**EXTRAIT FOURNI**
--------------------------------
À peine me suis-je dérangé assez de ma chambre pour aller m’asseoir, aux plus beaux moments de la journée, au Jardin Public. Ce jardin, qu’on nomme aussi le jardin des plantes, est formé, sur le bord de la mer au bout du quai Masséna, à deux pas de chez moi, d’une certaine quantité d’arbres étrangers et autres qui, quoique plantés depuis à peine quelques années, y donnent déjà une ombre épaisse. Ces arbres sont disposés en allées, que bordent de charmants parterres entourés de buissons de roses en ce moment toutes fleuries. Au centre du jardin se trouve un petit bassin circulaire avec une bordure de fleurs environnée d’un treillage. Du milieu du bassin s’élance un jet d’eau tournoyant assez maigre et qui, malgré cela, ne laisse pas de former en retombant une gerbe d’assez bel effet.
Jean D’ESPIEZ, Le Jardin public à Nice ou Jardin des plantes, vers 1860, Nice, Musée Masséna
Tout autour du bassin et dans les allées environnantes, sont disposés des bancs et des chaises pour les promeneurs qui viennent y chercher ou le soleil ou l’ombre, (car il y a des amateurs de tous les deux), et même les plus grands amateurs du soleil ne laissent pas d’être munis d’une ombrelle, précaution utile en toute saison dans ce pays pour éviter les maux de tête et les congestions cérébrales. Les ombrelles en usage pour les hommes sont des ombrelles en toile blanche ou jaunâtre doublée en dessous d’une étoffe de soie ou de coton de couleur bleue ouverte pour protéger la vue, et on ne trouve pas du tout ridicule ici qu’un homme fasse usage de ce meuble réservé aux femmes dans nos climats, et que certainement aucun homme n’oserait y ouvrir.
Pour en revenir au jardin public, il n’est pas rare d’y voir, le matin surtout au moment où la foule est le moins compacte, quelque gouvernante anglaise, bien prude et bien pincée, venir, un livre à la main, y étaler sa figure froide et revêche.
Dans le milieu du jour, ce jardin s’égaie par les jeux animés et bruyants d’enfants frais et roses, dont quelque jeune lady, leur mère, considère et surveille les ébats, tout en piquant çà et là quelques points de broderie d’un air pensif et distrait.
--------------------------------
**ENTRÉES FOURNIES**
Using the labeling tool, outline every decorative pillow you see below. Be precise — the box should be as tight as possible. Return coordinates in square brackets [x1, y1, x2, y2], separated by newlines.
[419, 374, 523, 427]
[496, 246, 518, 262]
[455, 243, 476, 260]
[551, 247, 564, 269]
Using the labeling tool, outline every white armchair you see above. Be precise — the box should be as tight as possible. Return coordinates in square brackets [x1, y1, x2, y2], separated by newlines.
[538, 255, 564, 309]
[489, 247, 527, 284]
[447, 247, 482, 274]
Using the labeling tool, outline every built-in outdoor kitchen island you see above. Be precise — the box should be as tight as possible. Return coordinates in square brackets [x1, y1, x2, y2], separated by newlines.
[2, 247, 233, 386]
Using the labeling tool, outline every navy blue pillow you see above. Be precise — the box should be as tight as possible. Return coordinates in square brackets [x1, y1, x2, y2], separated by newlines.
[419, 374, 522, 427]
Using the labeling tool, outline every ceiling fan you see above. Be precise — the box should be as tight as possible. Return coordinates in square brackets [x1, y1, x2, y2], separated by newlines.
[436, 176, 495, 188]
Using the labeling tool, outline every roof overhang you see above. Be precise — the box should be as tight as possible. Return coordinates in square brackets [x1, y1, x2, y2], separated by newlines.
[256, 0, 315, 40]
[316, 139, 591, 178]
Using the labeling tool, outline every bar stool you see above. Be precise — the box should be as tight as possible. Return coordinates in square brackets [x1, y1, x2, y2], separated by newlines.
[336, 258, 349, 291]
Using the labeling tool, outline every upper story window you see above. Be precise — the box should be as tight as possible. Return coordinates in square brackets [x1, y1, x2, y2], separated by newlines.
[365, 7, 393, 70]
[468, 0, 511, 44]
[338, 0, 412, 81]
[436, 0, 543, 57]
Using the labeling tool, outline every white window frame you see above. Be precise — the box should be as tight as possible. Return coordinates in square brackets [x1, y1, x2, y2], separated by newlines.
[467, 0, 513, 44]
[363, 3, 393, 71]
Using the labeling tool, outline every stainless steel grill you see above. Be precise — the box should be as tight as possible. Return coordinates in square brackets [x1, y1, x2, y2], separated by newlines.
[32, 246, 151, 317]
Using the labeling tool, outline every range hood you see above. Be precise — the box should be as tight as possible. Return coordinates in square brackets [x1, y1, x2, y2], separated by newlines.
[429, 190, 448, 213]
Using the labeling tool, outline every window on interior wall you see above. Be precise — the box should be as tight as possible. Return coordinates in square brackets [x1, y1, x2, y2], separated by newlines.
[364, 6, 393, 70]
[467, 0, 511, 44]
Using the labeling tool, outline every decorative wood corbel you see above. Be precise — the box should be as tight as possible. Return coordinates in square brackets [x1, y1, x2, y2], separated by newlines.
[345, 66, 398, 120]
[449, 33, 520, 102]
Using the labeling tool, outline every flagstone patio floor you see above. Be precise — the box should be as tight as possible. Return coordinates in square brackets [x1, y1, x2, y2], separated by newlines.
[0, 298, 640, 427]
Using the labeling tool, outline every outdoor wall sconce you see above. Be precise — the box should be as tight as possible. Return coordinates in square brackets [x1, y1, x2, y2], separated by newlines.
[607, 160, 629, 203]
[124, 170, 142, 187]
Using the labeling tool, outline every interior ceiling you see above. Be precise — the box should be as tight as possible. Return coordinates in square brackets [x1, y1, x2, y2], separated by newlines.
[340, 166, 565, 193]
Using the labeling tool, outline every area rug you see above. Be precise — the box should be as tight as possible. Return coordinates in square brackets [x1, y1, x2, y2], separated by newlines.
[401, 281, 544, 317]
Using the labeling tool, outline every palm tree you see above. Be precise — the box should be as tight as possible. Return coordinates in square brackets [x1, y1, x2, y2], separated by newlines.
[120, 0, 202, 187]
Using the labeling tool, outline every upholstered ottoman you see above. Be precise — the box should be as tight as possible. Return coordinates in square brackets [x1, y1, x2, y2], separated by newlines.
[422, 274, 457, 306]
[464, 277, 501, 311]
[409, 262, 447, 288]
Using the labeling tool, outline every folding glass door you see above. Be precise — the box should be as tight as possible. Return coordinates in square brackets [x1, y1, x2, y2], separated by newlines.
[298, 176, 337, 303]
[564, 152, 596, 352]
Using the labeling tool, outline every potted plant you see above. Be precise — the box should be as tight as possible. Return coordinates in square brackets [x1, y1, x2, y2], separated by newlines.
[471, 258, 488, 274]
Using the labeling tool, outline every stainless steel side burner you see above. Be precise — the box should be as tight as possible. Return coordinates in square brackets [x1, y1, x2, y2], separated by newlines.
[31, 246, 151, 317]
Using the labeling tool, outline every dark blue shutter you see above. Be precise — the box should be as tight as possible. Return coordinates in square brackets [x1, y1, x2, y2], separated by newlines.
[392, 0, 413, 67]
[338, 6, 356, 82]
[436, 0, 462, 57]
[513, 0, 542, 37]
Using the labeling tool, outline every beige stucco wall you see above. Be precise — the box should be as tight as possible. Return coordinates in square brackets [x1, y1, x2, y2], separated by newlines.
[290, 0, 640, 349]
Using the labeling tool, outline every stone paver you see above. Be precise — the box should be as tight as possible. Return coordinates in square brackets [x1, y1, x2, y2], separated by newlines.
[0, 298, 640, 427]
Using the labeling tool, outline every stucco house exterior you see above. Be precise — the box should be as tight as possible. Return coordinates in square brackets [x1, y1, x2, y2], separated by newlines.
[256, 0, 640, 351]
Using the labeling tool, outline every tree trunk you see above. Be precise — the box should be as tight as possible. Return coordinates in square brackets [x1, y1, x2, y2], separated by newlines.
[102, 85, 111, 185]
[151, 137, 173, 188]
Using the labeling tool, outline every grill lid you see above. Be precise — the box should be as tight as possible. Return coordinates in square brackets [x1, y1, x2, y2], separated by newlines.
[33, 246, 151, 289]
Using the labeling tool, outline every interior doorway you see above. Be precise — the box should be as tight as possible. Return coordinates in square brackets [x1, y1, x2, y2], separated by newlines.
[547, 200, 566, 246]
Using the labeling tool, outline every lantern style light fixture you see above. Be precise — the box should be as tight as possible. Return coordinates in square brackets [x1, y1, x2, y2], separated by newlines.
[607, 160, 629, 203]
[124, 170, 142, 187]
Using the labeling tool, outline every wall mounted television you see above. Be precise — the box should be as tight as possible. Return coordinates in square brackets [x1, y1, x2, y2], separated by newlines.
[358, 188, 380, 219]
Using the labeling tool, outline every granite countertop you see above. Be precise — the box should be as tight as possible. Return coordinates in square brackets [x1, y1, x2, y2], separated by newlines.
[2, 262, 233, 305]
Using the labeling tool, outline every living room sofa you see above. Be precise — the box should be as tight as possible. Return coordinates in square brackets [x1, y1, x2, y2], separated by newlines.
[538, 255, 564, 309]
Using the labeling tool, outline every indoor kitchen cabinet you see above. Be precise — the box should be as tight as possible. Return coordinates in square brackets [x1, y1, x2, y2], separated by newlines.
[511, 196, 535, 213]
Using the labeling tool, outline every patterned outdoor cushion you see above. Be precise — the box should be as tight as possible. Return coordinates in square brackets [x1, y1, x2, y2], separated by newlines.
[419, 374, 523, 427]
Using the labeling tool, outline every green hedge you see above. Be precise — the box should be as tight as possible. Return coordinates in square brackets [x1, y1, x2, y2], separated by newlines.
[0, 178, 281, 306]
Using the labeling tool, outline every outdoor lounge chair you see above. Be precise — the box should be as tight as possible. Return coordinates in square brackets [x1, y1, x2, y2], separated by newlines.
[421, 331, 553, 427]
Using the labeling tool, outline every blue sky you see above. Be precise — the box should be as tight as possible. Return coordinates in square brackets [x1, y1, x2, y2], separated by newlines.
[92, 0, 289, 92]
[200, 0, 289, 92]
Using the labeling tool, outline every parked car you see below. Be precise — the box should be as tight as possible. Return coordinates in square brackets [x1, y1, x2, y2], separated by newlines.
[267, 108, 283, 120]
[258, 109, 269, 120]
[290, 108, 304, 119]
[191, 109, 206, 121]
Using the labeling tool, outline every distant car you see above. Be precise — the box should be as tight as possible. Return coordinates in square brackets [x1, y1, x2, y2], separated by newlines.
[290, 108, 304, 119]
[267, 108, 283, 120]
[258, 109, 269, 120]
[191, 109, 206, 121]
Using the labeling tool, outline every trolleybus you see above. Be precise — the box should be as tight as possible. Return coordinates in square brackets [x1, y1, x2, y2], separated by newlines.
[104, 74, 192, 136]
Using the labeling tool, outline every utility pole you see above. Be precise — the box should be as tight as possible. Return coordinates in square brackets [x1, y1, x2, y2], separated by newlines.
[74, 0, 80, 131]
--------------------------------
**CONSIGNES DE TRAVAIL**
a – Répondez à ces questions d'après l'extrait sur le Jardin Public de Nice :
(i) Au bout de quel quai le jardin est-il situé ?
(ii) En quelle toile sont faites les ombrelles des hommes, et de quelle couleur est l'étoffe qui les double en dessous ?
(iii) À quel moment de la journée le jardin s'égaie-t-il des jeux des enfants ?
b – Rédigez la suite de l'extrait sur le Jardin Public de Nice, en reprenant après sa dernière phrase.

**RÉSULTATS PAR TÂCHE**
a –
(i) Au bout du quai Masséna.
(ii) En toile blanche ou jaunâtre, doublée en dessous d'une étoffe de soie ou de coton bleue.
(iii) Dans le milieu du jour.

b –
Il est fabuleux combien peu les gens de Nice mangent, et quelle nourriture encore ! un mauvais mélange, souvent sans beurre ni sel, de quelques légumes durs et coriaces, bouillis avec quelques pâtes de macaroni de basse qualité et de bas prix, voilà, sous le nom de minestra, le régal le plus habituel non seulement des gens de la campagne et du plus grand nombre de ceux de la classe ouvrière, mais même de beaucoup d’industriels et de marchands aisés de la ville. Et, comme je l’ai dit, leurs bestiaux quand ils en ont, ne sont ni mieux ni plus copieusement traités et nourris qu’eux-mêmes. Vous parlerai-je maintenant de ce qui concerne le poisson ? Quoique nous soyons dans un port de mer, c’est à peine si l’on en voit et, pour les obtenir, il faut le plus souvent donner des prix tellement élevés, que les tables d’hôtes, même les mieux tenues, n’en peuvent guère servir que d’inférieur qualité. D’abord pour en avoir à Nice il faudrait qu’on sût les pêcher. C’est ce que ces Messieurs les pêcheurs niçois n’ont jamais su. La plupart d’entre eux n’ont que de petites barques à deux rames, sans mâts ni voiles, avec lesquelles ils ne peuvent pas s’éloigner du rivage.
Clément ROASSAL, Les pêcheurs, 1828-1832, Nice, Musée Masséna
Du reste, les filets dont ils se servent ne permettent de pêcher que dans des bas-fonds et par une mer très calme, de sorte qu’il suffit de quelques jours de tourmente pour que le poisson manque totalement au marché, et que le peu qu’il y en a à se vende, même dans les plus mauvaises qualités, à des prix fabuleux.
Pour ce qui est de la volaille, il est probable que la nourriture avec laquelle on l’engraisse a surtout la propriété de développer les os ; car j’ai rarement su ce que c’était que c’était d’y trouver de la chair autour. Restent donc, quelques méchants lapins, qu’on nourrit de débris de légumes, de choux, de concombres etc., et dont le chair fade a besoin de tous les piments du civet pour avoir quelque goût. Quant au laitage, il n’est point en abondance, et je le soupçonne d’être souvent moins le produit naturel de la vache, que le résultat factice d’un mélange de farine et de jaunes d’œufs.
Quelle différence avec ce bon lait parfumé que donne aux bestiaux de notre pays l’herbe grasse et abondante de nos prairies !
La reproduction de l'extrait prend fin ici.